**What you will do:** Render the lines from the one containing "trace white curtain in window, every instance" through the one containing "[[[120,171],[121,150],[118,147],[104,148],[104,170]]]", both included, as a JSON list of strings with one string per line. Omit blank lines and leave the pictures out.

**Provided records:**

§ §

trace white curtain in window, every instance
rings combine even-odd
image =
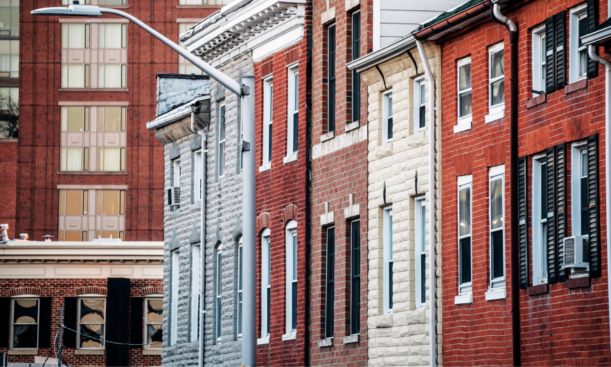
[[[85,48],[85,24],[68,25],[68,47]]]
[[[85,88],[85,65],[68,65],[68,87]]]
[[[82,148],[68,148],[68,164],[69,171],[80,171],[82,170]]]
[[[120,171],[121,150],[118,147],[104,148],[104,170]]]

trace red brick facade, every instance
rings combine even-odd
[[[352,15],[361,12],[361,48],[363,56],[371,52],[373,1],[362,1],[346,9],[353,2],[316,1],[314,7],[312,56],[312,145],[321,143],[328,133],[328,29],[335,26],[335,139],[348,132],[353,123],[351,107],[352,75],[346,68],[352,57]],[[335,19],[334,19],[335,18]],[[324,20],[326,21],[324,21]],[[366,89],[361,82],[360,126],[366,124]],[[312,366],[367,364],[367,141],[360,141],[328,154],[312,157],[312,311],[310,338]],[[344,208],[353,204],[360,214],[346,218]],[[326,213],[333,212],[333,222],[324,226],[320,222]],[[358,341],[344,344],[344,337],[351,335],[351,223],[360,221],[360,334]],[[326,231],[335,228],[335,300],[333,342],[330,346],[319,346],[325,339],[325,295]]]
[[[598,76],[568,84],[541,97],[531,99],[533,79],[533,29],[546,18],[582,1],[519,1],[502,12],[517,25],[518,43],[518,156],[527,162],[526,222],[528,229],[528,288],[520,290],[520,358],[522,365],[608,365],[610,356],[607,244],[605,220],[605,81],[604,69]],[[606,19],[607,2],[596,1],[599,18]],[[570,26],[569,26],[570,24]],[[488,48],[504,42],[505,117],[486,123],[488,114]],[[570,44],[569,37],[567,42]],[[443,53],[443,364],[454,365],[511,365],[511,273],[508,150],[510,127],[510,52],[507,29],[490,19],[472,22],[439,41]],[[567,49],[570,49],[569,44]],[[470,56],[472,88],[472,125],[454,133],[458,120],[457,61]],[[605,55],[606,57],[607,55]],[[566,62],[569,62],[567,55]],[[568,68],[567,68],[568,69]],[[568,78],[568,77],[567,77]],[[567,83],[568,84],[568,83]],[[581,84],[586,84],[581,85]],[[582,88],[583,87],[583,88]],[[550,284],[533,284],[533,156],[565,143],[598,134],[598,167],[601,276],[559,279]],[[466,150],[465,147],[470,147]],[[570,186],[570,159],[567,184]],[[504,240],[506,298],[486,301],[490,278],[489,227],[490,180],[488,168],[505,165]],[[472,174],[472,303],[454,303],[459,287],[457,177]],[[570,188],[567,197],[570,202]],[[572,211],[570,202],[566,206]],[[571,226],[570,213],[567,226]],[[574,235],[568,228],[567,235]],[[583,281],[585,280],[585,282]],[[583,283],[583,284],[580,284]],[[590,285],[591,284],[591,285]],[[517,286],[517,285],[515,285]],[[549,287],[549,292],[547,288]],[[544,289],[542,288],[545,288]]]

§ §

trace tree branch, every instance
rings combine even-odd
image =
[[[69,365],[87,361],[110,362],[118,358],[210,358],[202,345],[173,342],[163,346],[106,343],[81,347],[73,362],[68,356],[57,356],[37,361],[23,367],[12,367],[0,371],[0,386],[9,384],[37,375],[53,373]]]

§ §

**Finished task:**
[
  "trace white curtain in window, every instance",
  "rings combine even-odd",
  "image =",
  "[[[85,48],[85,24],[68,25],[68,47]]]",
  "[[[85,88],[85,65],[68,65],[68,87]]]",
  "[[[82,148],[68,148],[68,164],[69,171],[80,171],[82,170]]]",
  "[[[120,171],[121,150],[118,147],[104,148],[104,170]]]"
]